Repeat the entries. Each one must match exactly.

Start of Given information

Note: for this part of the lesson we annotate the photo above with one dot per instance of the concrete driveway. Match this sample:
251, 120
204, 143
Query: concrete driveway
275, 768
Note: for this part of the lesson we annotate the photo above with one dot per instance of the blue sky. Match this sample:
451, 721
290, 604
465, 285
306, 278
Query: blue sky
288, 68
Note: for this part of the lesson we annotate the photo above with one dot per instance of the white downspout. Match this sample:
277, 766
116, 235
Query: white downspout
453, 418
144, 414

End of Given information

### Answer box
Note: for this part of the lesson we annotate the photo above with one dot per instance of the concrete driveway. Match this sample:
251, 120
204, 143
Query: concrete driveway
275, 768
Note: for this part of the lesson we annotate the photo above with one dot per instance of the blue sky. Match this sample:
451, 721
290, 604
465, 285
306, 278
Query: blue sky
288, 68
Note: for this part of the lesson we annotate the photo above with one dot per instance of the white downspout. Match this sample:
277, 766
116, 235
Query: white downspout
453, 418
144, 414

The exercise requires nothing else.